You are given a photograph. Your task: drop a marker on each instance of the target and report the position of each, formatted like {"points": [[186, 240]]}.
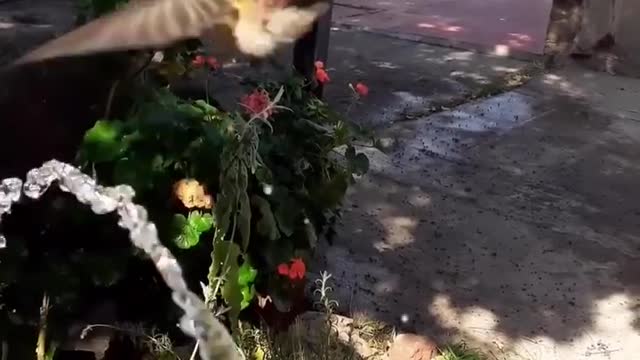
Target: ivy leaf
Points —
{"points": [[187, 236], [200, 222], [350, 153], [246, 274], [266, 226], [103, 142]]}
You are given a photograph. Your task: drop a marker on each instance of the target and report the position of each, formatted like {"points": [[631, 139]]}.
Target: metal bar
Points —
{"points": [[312, 47]]}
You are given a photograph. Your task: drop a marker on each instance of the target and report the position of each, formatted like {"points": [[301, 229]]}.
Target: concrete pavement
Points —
{"points": [[511, 223], [515, 26]]}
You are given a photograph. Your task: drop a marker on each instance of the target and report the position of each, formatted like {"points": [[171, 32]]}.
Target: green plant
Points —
{"points": [[264, 182], [460, 352]]}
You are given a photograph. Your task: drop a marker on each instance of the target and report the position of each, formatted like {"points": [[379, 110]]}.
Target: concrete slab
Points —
{"points": [[496, 25], [407, 78], [511, 223]]}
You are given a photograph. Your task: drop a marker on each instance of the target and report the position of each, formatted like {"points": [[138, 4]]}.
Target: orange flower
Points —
{"points": [[297, 269], [201, 60], [283, 269], [321, 74], [198, 61], [213, 63], [257, 104], [362, 89], [192, 194]]}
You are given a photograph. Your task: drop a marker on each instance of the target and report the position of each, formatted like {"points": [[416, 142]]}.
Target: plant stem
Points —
{"points": [[4, 350], [42, 332], [195, 351]]}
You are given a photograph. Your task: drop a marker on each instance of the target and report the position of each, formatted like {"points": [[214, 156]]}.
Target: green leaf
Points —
{"points": [[135, 172], [287, 212], [103, 142], [186, 236], [350, 153], [248, 293], [246, 274], [312, 236], [200, 222], [360, 164], [231, 290], [266, 226]]}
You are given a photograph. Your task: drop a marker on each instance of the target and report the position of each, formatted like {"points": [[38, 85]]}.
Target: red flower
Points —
{"points": [[257, 104], [213, 63], [199, 60], [321, 74], [283, 269], [297, 269], [362, 89]]}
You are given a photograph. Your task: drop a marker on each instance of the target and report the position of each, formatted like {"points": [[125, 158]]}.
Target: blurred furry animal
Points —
{"points": [[584, 29], [250, 27]]}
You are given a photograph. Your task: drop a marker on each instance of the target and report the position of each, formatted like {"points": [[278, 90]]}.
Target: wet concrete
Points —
{"points": [[511, 222], [405, 77]]}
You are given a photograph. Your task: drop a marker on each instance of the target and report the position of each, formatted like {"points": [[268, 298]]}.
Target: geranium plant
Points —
{"points": [[263, 182]]}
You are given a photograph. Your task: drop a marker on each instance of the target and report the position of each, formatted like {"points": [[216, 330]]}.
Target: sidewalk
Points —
{"points": [[495, 25], [510, 222]]}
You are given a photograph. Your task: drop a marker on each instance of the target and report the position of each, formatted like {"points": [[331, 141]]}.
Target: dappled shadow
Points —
{"points": [[406, 78], [494, 26], [46, 108], [505, 223]]}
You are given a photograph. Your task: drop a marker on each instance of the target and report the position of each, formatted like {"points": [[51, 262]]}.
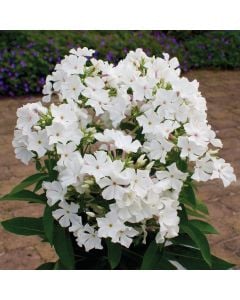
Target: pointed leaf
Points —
{"points": [[29, 181], [202, 207], [199, 239], [204, 227], [48, 223], [192, 259], [63, 246], [25, 195], [24, 226], [151, 257]]}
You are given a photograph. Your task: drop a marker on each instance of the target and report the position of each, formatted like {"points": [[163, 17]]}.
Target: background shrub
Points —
{"points": [[26, 57]]}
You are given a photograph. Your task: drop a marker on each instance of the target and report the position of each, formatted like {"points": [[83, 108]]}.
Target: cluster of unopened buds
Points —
{"points": [[123, 141]]}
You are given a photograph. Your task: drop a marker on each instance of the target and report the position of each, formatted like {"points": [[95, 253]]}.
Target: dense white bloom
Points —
{"points": [[119, 139], [190, 149], [72, 88], [54, 192], [38, 142], [66, 213], [110, 225], [29, 115], [20, 143], [70, 175], [224, 171], [171, 179], [203, 169], [59, 133], [66, 152], [97, 164], [168, 220], [113, 185], [88, 237], [63, 113], [112, 143], [158, 148], [73, 64]]}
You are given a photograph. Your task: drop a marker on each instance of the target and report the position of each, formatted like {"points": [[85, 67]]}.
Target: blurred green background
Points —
{"points": [[27, 57]]}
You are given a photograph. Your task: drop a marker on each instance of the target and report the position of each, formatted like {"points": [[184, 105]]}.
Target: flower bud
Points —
{"points": [[141, 161], [90, 214]]}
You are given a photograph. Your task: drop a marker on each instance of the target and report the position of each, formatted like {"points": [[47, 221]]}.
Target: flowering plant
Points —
{"points": [[118, 150]]}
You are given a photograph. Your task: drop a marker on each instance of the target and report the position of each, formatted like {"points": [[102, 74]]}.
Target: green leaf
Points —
{"points": [[47, 266], [151, 257], [204, 227], [194, 213], [28, 181], [192, 259], [63, 246], [48, 223], [114, 253], [25, 195], [24, 226], [199, 239], [183, 239], [202, 207]]}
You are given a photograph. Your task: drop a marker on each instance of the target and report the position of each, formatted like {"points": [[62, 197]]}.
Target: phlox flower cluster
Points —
{"points": [[123, 141]]}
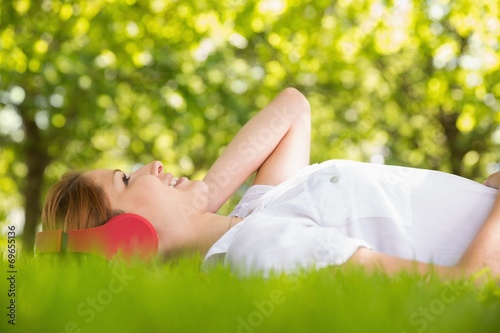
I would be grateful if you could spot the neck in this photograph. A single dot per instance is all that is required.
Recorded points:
(197, 235)
(209, 228)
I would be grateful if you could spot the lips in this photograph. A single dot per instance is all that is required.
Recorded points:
(173, 182)
(176, 181)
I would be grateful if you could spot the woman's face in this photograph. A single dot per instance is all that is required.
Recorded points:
(164, 200)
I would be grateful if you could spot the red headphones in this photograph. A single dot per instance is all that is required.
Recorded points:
(128, 235)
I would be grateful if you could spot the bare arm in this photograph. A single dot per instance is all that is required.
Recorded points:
(276, 142)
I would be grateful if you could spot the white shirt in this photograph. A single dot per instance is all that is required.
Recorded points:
(321, 216)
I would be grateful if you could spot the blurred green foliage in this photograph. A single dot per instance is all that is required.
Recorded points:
(86, 84)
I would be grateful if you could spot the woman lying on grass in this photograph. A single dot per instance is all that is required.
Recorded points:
(297, 215)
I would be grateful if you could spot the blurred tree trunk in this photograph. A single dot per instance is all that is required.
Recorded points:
(37, 159)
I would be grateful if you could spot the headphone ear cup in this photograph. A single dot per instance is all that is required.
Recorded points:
(126, 235)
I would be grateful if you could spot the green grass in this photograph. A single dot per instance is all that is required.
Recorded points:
(92, 295)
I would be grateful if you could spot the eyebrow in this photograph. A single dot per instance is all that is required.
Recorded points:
(113, 175)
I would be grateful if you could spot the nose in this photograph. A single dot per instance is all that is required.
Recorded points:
(154, 168)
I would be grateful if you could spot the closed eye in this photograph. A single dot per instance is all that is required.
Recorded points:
(125, 179)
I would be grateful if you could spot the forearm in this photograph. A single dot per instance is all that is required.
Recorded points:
(253, 144)
(485, 248)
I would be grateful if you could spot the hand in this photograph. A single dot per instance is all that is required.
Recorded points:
(493, 180)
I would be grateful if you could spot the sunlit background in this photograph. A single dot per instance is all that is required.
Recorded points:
(116, 84)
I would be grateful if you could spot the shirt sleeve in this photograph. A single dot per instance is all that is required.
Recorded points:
(287, 245)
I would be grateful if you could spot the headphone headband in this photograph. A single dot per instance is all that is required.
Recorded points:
(126, 234)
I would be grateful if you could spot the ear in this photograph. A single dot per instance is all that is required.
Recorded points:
(127, 235)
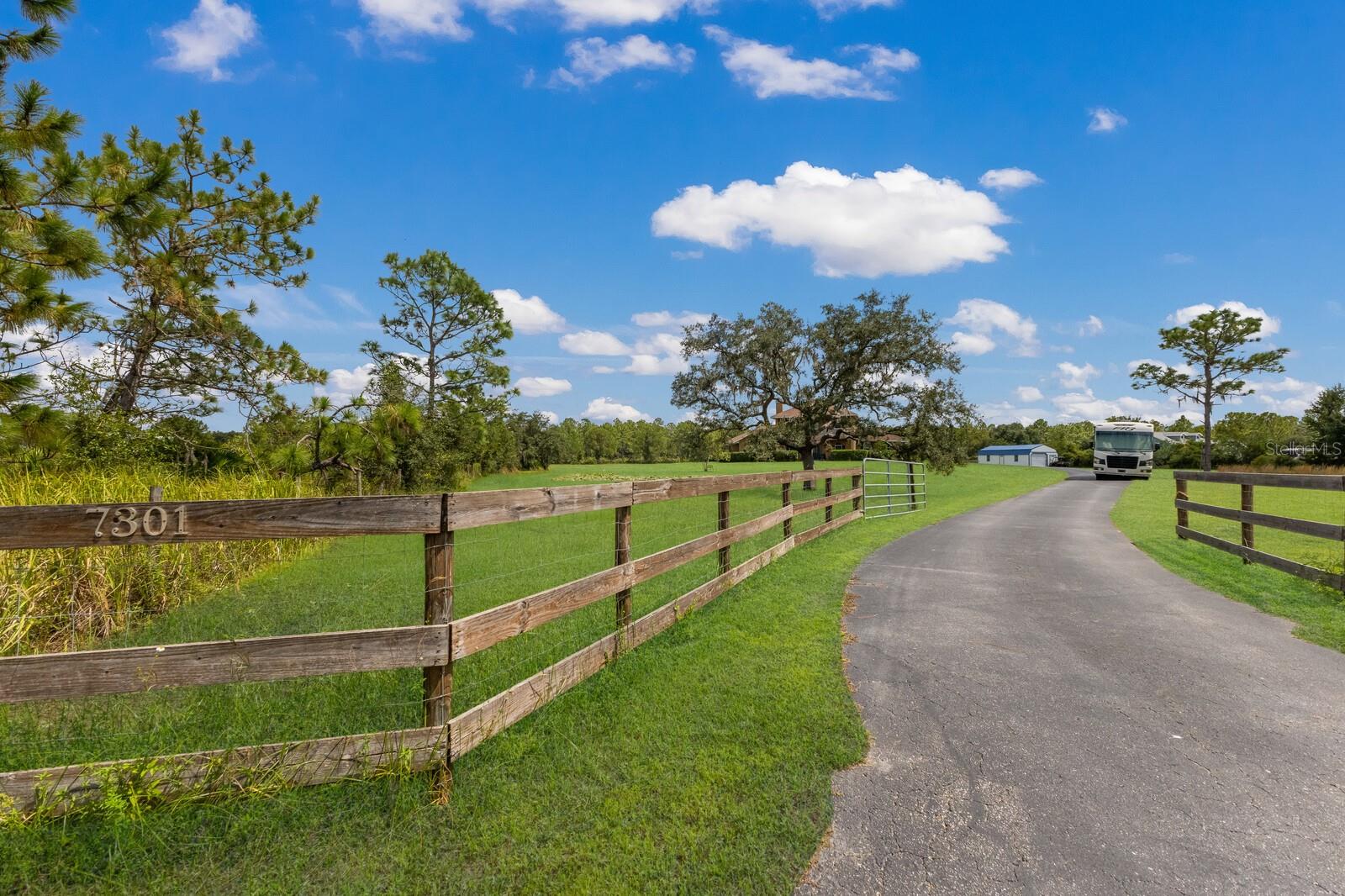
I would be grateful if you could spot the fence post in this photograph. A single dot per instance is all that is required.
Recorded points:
(623, 556)
(1183, 514)
(439, 611)
(724, 524)
(1248, 529)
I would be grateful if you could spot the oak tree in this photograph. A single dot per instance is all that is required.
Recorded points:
(864, 366)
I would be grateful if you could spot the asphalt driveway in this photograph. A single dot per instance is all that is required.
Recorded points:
(1052, 712)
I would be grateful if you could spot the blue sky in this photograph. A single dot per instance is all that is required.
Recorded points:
(1059, 179)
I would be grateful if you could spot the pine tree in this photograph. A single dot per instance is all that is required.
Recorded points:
(177, 345)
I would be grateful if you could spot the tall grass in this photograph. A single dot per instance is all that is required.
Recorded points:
(67, 598)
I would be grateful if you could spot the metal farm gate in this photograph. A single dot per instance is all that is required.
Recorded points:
(892, 488)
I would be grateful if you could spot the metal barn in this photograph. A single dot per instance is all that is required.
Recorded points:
(1020, 455)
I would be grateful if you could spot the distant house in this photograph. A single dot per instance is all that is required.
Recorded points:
(1020, 455)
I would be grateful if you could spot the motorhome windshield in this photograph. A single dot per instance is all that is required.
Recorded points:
(1123, 441)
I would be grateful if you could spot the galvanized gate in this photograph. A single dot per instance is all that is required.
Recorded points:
(892, 488)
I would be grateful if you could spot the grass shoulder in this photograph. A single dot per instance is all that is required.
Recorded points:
(701, 762)
(1147, 515)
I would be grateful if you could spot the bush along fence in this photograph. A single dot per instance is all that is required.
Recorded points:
(1247, 515)
(434, 646)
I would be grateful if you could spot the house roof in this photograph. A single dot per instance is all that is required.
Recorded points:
(1013, 450)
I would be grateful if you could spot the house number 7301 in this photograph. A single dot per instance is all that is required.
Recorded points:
(125, 522)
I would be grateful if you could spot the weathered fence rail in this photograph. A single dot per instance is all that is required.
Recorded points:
(1250, 519)
(434, 646)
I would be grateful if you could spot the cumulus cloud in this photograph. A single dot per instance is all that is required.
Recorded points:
(343, 385)
(542, 387)
(773, 71)
(1103, 120)
(896, 222)
(214, 31)
(979, 319)
(605, 409)
(593, 342)
(973, 343)
(398, 19)
(401, 19)
(1288, 396)
(669, 319)
(1009, 179)
(528, 316)
(1091, 327)
(595, 60)
(1134, 365)
(1073, 376)
(1086, 405)
(831, 8)
(1270, 326)
(657, 356)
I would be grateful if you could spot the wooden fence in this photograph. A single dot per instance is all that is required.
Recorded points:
(434, 646)
(1250, 519)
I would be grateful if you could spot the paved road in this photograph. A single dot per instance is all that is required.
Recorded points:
(1052, 712)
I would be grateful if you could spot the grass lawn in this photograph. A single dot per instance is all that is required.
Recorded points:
(699, 763)
(1147, 515)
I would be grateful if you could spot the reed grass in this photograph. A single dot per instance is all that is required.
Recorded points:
(62, 599)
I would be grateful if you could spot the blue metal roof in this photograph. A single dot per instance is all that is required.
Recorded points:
(1012, 450)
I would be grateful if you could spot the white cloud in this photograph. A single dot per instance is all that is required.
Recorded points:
(214, 31)
(400, 19)
(973, 343)
(1086, 405)
(831, 8)
(1288, 396)
(396, 20)
(884, 60)
(605, 409)
(981, 318)
(773, 71)
(1075, 377)
(1009, 179)
(657, 356)
(542, 387)
(593, 342)
(347, 299)
(595, 60)
(1001, 412)
(528, 316)
(1103, 120)
(1134, 365)
(1270, 326)
(896, 222)
(1091, 327)
(669, 319)
(343, 385)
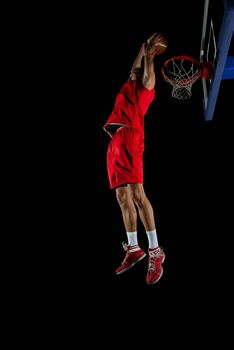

○ ○ ○ ○ ○ ○ ○

• _TASK DIRECTIONS_
Apply a filter for "green" to the data above, then copy each line that matches.

• _EXERCISE ANSWER_
Target: green plant
Target: green leaf
Target: blurred green background
Target: green leaf
I would be grateful if you could spot the blurred green foliage in this photograph. A single dot per instance is all that is required.
I would be grateful if you could spot the green grass in this photograph. A single dot per instance is all that is required.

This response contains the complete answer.